* _PROVIDED DATA_
=-=-=

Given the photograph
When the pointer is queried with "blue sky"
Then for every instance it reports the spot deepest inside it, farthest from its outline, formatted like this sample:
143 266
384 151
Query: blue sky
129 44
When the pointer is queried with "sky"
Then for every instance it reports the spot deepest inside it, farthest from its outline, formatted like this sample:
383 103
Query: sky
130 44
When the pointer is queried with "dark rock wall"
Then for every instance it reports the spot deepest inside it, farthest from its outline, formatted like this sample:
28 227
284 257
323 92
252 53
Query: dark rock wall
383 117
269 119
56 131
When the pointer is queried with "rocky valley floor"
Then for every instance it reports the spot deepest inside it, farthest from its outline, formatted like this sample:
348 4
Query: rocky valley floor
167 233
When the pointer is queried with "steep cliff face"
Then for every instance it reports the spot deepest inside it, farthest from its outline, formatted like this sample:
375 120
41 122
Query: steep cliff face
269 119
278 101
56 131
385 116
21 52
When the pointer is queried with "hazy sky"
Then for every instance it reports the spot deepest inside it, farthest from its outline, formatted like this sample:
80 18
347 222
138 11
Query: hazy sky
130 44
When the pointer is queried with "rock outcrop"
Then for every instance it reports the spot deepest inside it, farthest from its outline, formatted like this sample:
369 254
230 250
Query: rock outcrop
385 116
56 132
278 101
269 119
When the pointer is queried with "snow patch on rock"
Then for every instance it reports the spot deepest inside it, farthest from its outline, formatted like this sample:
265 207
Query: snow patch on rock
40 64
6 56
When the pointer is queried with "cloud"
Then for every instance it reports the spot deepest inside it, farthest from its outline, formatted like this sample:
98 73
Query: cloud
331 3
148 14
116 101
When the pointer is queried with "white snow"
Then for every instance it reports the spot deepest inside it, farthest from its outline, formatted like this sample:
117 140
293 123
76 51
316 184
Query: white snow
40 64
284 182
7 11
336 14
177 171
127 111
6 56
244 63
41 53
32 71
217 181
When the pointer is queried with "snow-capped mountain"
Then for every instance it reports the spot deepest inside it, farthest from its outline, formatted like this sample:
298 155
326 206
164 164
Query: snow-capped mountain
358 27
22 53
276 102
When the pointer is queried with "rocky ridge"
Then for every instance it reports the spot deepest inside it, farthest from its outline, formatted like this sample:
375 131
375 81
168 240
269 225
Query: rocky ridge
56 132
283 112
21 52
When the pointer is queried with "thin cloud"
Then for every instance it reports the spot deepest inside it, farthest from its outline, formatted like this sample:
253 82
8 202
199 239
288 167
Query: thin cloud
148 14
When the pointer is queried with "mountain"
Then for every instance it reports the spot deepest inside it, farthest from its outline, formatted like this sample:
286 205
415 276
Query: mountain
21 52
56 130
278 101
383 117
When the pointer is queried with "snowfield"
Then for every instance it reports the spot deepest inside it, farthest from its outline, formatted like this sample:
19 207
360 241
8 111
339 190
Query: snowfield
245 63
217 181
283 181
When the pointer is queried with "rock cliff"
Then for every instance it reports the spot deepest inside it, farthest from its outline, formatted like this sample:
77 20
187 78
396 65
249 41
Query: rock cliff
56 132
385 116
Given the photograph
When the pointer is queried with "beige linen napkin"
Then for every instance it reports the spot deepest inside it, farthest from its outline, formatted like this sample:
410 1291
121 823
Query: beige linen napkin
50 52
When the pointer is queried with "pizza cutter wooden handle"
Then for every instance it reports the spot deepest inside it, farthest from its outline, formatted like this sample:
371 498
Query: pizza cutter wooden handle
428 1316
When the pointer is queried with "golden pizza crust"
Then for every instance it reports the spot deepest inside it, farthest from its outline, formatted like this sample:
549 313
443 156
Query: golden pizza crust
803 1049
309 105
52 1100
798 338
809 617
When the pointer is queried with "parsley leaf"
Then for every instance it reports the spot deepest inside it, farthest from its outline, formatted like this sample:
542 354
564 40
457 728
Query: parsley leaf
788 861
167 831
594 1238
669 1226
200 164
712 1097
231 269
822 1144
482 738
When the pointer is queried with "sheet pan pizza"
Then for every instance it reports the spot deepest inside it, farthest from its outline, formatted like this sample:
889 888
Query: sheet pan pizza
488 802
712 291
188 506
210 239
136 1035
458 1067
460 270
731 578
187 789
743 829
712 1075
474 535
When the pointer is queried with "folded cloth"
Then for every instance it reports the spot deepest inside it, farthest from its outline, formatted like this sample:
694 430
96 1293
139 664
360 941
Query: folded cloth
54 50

=-=-=

* _WORK INSTRUCTION_
Every line of the data is to be retyped without alteration.

* _RESPONSE BOX_
Given the photograph
When the pointer is queried with "blue sky"
Then for every instance it reports the spot deepest inside it, farthest from its outline, formatted like this sample:
143 266
384 151
Query: blue sky
129 44
When the pointer is queried with "sky"
Then for every instance it reports the spot deepest inside it, farthest from its outline, formatted like this sample:
383 103
Query: sky
130 44
When the pointer is queried with "dark rock wall"
Then for every instance it reports the spot deepest inside it, farthest from its outline, formatted like this sample:
28 227
284 257
323 92
252 53
Query: dark rock wall
383 117
269 119
56 131
When the pointer is queried with "rocky valley floor"
Then for every instance it reports the spot deepest inside it, farthest from its outline, formatted like this sample:
348 4
Query: rocky valley floor
167 233
When the pointer is queried with "steep cliff face"
Then for every instance it reports the spot deepest inside it, farthest from its outline, formatted like this sample:
375 120
41 122
Query: steep cliff face
269 119
278 101
56 131
385 116
21 52
When the pointer is queried with "hazy sky"
Then for every instance it reports the spot deepest inside it, farthest from its outline, formatted like this sample:
80 18
347 222
138 11
Query: hazy sky
130 44
When the pointer is queried with "rock outcrop"
Then for every instance it reports the spot deepest inside it, farthest from its outline, formatted like this sample:
369 254
230 250
Query: rock outcrop
385 116
56 132
278 101
269 119
When the pointer is queried with "snow patch on rock"
Then for every instance it reports the spot deepest inside it, farthest from its outline, formatted like this sample:
265 207
Query: snow patch on rock
40 64
6 56
When the pointer is queried with "cloud"
Then for every instance it reports the spot deepest inside it, farthest from its outline, formatted like this sample:
98 73
Query: cloud
331 3
148 14
116 101
When the pointer is queried with "white snow"
Then for every instance it reports the spot deepest inside it, farthest from its outline, formatted like this sample:
117 140
293 123
76 51
316 184
Query: white snow
40 64
284 182
7 11
336 14
177 171
127 111
6 56
244 63
41 53
32 71
217 181
When the pointer is queried with "snow-capped mountain"
Then for every instance it reports the spot deepest inside it, farthest from its outline, formatted like this sample:
298 155
326 206
164 164
Query: snow-capped mountain
358 27
22 53
276 102
When the pointer is queried with "rocky ridge"
Then for every instance it reports the spot deepest inside it, farthest from its outline, formatted like this sample:
375 131
375 81
168 240
269 225
Query: rocky ridge
56 132
283 112
21 52
When the pointer is queried with "thin cloud"
Then for every instance it reports the spot deepest inside it, farthest from its outline, formatted like this sample:
253 82
8 202
199 239
288 167
Query: thin cloud
148 14
When the pointer is queried with "mountain"
Then for every instance it reports the spot deepest inside it, farthest from its outline, formatted like this sample:
286 205
415 276
Query: mountain
21 52
56 130
278 101
383 117
When the pointer is queried with "snowfield"
Then for every instance it reports the spot deepest inside it, farthest from its outline, formatted like this sample:
19 207
360 241
8 111
339 190
Query: snowfield
245 63
217 181
283 181
When the pointer is queried with "rock cliff"
Then for every instance it reports the spot deepest inside it, farthest from its outline, formatted like this sample:
77 20
187 78
396 65
249 41
Query: rock cliff
56 132
385 116
Given the photograph
When the pointer is queried with "beige linen napkin"
Then for every instance it reports the spot deepest inside it, farthest from its outline, formatted like this sample:
410 1291
121 823
Query: beige linen napkin
50 52
When the pointer is queried with "pizza cutter wooden handle"
Then for every instance it reports the spot deepest inside it, farthest from its outline, formatted like this sample:
371 498
Query: pizza cutter wooden handle
428 1316
When the pointer is queried with "golden pizza crust"
Then for every instance it reports the spot deepest inside it, farthest from its outline, formatted like this sample:
549 313
443 156
Query: golden pizza crust
803 1049
309 105
52 1100
798 338
809 617
When the pointer is queried with "parsley leaf"
Then for every instance it reports the spot deepest inside it, farthest from its outline, formatted like this sample:
542 354
564 40
457 728
Query: parsley leaf
788 861
167 831
594 1238
669 1226
200 164
712 1097
231 269
822 1144
482 738
When the pointer is queried with "sheet pan pizza"
Then for every instance it reports the spot deepest inside it, farthest from its outline, formatted like this sample:
889 888
Query: sheet pan pizza
488 802
712 291
188 506
210 239
136 1035
458 1067
460 270
731 578
187 789
743 829
712 1075
474 535
When the pointer is queried with "folded cloth"
Then for every instance it reports the spot deepest inside it, farthest from its outline, formatted like this sample:
694 430
96 1293
139 664
360 941
Query: folded cloth
54 50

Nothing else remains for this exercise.